● What is being asked
Extract every line of the items below and copy each one word for word, in its original order.

● Records shown
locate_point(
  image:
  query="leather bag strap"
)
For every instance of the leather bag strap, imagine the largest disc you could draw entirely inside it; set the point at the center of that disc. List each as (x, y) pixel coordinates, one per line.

● Exercise output
locate_point(
  image:
  query="leather bag strap"
)
For every instance of the leather bag strap, imagine the largest disc you could draw entirely inside it; set the point at the center of that disc. List each as (x, y) pixel coordinates, one per line.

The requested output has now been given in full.